- _WHAT TO WORK ON_
Rename "apartment block" to "residential tower" everywhere it occurs in the data below. Return every line with no other changes.

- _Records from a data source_

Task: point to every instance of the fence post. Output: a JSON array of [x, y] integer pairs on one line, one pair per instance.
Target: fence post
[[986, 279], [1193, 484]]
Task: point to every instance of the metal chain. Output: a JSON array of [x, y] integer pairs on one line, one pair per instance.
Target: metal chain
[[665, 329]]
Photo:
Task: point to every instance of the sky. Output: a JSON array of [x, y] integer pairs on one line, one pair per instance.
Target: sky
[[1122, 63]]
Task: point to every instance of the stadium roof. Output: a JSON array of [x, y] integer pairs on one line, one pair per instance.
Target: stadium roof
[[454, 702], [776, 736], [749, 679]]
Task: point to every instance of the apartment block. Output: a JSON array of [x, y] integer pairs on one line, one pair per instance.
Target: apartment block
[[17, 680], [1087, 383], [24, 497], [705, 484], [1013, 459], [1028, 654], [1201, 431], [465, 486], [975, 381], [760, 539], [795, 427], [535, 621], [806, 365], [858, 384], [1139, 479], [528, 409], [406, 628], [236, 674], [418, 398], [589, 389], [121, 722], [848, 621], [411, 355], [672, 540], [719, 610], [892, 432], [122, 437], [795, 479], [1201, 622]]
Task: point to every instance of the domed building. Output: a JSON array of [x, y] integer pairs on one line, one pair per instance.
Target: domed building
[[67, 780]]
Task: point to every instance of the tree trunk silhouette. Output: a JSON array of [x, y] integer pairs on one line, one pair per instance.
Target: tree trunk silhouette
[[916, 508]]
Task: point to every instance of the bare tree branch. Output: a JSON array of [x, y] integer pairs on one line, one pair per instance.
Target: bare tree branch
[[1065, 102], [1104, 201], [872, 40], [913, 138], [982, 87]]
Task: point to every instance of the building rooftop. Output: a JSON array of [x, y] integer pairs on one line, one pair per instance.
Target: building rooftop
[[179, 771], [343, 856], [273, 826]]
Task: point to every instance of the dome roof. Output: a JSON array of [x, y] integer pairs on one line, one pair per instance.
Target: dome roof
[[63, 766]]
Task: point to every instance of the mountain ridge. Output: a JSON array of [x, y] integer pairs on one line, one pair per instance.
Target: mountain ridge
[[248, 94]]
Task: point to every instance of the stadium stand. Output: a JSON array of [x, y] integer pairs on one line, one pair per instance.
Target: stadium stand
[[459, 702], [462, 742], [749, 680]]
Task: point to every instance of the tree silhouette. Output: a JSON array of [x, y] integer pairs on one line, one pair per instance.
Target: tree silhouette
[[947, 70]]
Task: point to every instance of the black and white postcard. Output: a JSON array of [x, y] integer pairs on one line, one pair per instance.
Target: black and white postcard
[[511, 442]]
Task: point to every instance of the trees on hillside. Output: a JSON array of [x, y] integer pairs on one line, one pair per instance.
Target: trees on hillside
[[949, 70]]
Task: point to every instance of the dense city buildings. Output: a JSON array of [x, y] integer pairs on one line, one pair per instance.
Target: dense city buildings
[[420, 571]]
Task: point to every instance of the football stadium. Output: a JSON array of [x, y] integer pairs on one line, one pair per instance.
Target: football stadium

- _CORRECT OUTPUT_
Task: point to every instance of the fence post. Output: a JSON array of [x, y] integer pairs on one line, one pair per instance.
Target: fence post
[[986, 279], [1193, 484]]
Task: point to every instance of the metal chain. Output: a JSON array of [x, y] integer pairs on one line, one pair per instance.
Target: metal chain
[[665, 329]]
Photo:
Task: point to every instance of the sky. Output: a JSON array of [x, y] integer pairs on one line, one pair per instance.
Target: sky
[[1122, 63]]
Task: point to every instance of the stadium roof. Output: a JSON array of [x, y] integer pairs on one line, one pair per instance.
Target: stadium roof
[[454, 702], [776, 736], [749, 679]]
Task: point to every instance of the residential tower. Output: a JSON array of [x, y] integer pairs on one line, one pair per instance.
Target: residential tower
[[17, 680], [1087, 383], [24, 497], [705, 484], [1013, 459], [1028, 654], [1201, 431], [465, 486], [975, 381], [760, 539], [795, 427], [535, 621], [806, 365], [858, 384], [1139, 479], [528, 409], [406, 628], [236, 674], [418, 398], [589, 389], [121, 722], [848, 621], [411, 355], [672, 540], [719, 610], [892, 432], [122, 437], [795, 479], [1201, 622]]
Task: point to every instance of the domed building. Output: a JSON array of [x, y] integer pairs on one line, one pair per instance.
Target: domed building
[[67, 780]]
Task: point to every instance of the tree trunk silhouette. Output: a JSON array of [x, y] integer pairs on one line, one pair per instance.
Target: tree trunk silhouette
[[916, 508]]
Task: point to every instance of the bare tree branch. Output: a JSON array of [x, y] integer pairs on one line, one pair per instance.
Target: bare tree branch
[[1065, 102], [1104, 201], [872, 40], [913, 138], [982, 87]]
Task: point to every instance of the building rooftop. Output: a JSON array of [x, y] integer pairs on one line, one pair per instance.
Target: building rooftop
[[179, 771], [343, 856], [273, 826]]
Task: point to every instance of the dome roof. Output: a JSON array of [x, y] integer pairs on one line, one pair per instance.
Target: dome roof
[[63, 766]]
Task: point to every instance of the mountain ridge. Output: a JSON array of [x, y] integer pairs on one line, one pair per instance.
Target: mountain ridge
[[248, 94]]
Task: point to every instance of the stadium stand. Output: a JSON array of [x, y] integer pairs on one line, one pair per instance.
Target: stadium stand
[[459, 702], [462, 742], [749, 680]]
Task: point to every instance of the tree silhouette. Output: a JSON array of [x, y] integer pairs on one line, one pair per instance.
Target: tree silhouette
[[947, 70]]
Task: point to every instance of the black and white postcard. Output: a JSON array of [x, y] integer pairs on one line, one pair per instance.
Target: black and white postcard
[[511, 442]]
Task: point to every instance of the trees on hillside. Output: a JSON array of [x, y] integer pairs on one line, one pair per instance.
Target: trees on hillside
[[949, 70]]
Task: point to every instance of the dense city buildings. Output: a JSON array of [x, y] integer pairs on one line, one pair per instance.
Target: dense city buildings
[[420, 571]]
Task: point to every instance of the football stadium. Output: a JSON array of [x, y] integer pairs on one line, one pair per instance.
Target: football stadium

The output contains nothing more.